**Exercise requirements**
Copy the records below exactly as they are written.

START Source data

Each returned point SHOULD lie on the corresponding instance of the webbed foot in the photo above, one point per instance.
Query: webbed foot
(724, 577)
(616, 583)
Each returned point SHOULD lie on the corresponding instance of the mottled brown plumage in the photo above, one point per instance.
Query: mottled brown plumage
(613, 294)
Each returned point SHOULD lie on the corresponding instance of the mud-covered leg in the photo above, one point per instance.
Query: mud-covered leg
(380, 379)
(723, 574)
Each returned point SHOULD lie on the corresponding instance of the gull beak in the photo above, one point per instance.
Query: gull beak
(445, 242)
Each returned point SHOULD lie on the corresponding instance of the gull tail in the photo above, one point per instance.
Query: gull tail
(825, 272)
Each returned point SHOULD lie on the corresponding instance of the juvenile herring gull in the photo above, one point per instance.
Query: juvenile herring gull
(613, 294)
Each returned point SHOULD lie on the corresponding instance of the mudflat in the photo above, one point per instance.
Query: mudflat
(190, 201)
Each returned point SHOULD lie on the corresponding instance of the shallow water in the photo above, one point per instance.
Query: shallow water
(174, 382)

END Source data

**Problem solution**
Each returned point SHOULD lie on the corresponding instance of the webbed foot in the photo above, one point per instance.
Query: webbed foot
(724, 577)
(616, 583)
Each returned point SHOULD lie on the corresponding instance of the mottled brown plumage in the photo above, one point per instance.
Query: mottled brown plumage
(613, 294)
Each returned point SHOULD lie on the corresponding instance of the mud-covered leg in the photo above, one point per instance.
Query: mud-covered leg
(380, 379)
(723, 574)
Each returned point SHOULD lie on the corresponding instance of the gull beak in the photo above, one point per instance.
Query: gull beak
(445, 242)
Each returned point SHOULD lie on the corresponding instance of the gull tail in the photo above, one point per instance.
Query: gull tail
(825, 272)
Each returned point SHOULD lie on the corresponding instance of the juvenile herring gull in the photo above, one point per instance.
Query: juvenile herring gull
(613, 294)
Each returned point SHOULD lie on the corresponding instance of the mudflat in the photo above, one point per instance.
Query: mudflat
(190, 201)
Each returned point SHOULD lie on the corresponding instance of the shallow water in the photo above, one point per instance.
Query: shallow water
(174, 382)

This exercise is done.